═════ Entries provided

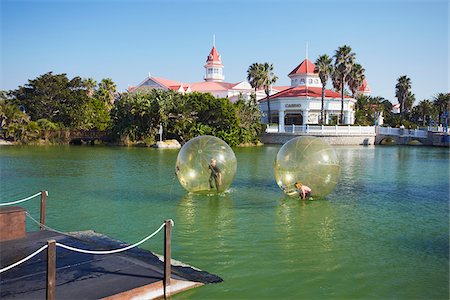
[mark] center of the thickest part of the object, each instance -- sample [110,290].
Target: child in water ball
[303,190]
[216,175]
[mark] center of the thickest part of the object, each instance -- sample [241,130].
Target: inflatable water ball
[309,161]
[206,164]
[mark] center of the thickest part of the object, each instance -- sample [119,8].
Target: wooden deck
[133,273]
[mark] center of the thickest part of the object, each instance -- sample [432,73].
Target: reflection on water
[382,233]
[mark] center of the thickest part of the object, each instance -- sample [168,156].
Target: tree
[344,59]
[441,102]
[325,68]
[16,125]
[402,90]
[90,85]
[356,78]
[261,75]
[106,91]
[53,97]
[367,109]
[254,77]
[249,119]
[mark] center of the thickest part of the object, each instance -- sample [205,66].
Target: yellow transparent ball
[310,161]
[206,164]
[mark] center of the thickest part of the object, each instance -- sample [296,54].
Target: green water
[383,233]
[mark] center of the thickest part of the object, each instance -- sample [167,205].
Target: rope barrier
[45,226]
[24,259]
[102,252]
[83,250]
[23,200]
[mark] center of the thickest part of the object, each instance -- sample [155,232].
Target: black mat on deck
[83,276]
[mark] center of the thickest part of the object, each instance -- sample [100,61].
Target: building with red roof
[301,103]
[214,82]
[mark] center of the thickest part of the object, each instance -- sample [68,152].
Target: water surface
[383,233]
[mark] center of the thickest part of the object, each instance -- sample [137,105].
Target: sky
[127,40]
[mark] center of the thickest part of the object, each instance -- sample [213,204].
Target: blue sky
[125,40]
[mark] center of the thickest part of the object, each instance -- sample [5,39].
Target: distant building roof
[364,87]
[214,56]
[304,91]
[305,67]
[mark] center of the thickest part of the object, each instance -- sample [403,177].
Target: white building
[300,103]
[214,82]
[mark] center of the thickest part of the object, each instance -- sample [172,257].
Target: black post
[43,204]
[167,271]
[51,269]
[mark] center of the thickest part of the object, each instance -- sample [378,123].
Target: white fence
[420,133]
[325,130]
[352,130]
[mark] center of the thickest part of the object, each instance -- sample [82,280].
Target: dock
[126,275]
[49,264]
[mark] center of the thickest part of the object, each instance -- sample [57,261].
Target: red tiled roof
[206,86]
[303,91]
[166,82]
[213,56]
[281,88]
[364,87]
[305,67]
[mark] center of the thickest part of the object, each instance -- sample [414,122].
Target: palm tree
[107,89]
[261,75]
[344,59]
[356,78]
[253,76]
[442,103]
[424,109]
[90,85]
[402,90]
[325,68]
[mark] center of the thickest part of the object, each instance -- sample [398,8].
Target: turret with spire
[214,66]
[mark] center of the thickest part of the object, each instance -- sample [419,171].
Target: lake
[382,233]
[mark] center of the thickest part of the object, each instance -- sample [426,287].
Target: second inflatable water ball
[309,161]
[206,164]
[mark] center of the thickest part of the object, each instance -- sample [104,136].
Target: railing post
[43,204]
[167,270]
[51,270]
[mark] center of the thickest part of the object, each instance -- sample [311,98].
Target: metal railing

══════════

> _How to complete this task_: Since only part of the listing is wanted, copy exactly the lines from the one holding "-- sample [296,54]." to the one holding "-- sample [414,122].", both included.

> _Your solution_:
[mark] center of the thickest part of the object, each instance -- sample [296,54].
Target: green water
[383,233]
[mark] center of the thickest part of the object, each instance -- sample [167,205].
Target: rope barrier
[45,226]
[24,259]
[102,252]
[83,250]
[23,200]
[mark] center of the thickest part of the object, each instance -- sample [155,232].
Target: black mat on deck
[83,276]
[mark] center of the thickest part of the object, each instance -- sample [100,61].
Target: building with red roof
[301,103]
[214,82]
[mark] center of the thickest part of the object, each instance -- sample [68,152].
Target: water surface
[383,233]
[mark] center of the thickest part of the object, each instance -- sample [137,105].
Target: sky
[127,40]
[mark] center of the thickest part of the object, each instance -- sample [213,204].
Target: blue sky
[125,40]
[mark] center of the thickest part of the object, each instance -- sample [5,39].
Target: distant building roof
[364,87]
[214,56]
[304,91]
[305,67]
[mark] center of the thickest part of the object, each instance -- sample [403,177].
Target: white building
[300,103]
[214,82]
[mark] center of the thickest part of the object, each instance -- sample [172,257].
Target: black post
[43,204]
[167,271]
[51,269]
[mark] center of the thickest part of the object, each instance -- sample [378,123].
Target: white fence
[420,133]
[325,130]
[352,130]
[mark] center of the thickest part of the object, each instance -- sample [82,280].
Target: dock
[126,275]
[49,264]
[mark] center of the thickest part of the object, each instance -- sample [57,261].
Target: red tiled roof
[206,86]
[303,91]
[166,82]
[213,56]
[281,88]
[364,87]
[305,67]
[mark] center of the thickest part of the object, each instance -- sample [414,122].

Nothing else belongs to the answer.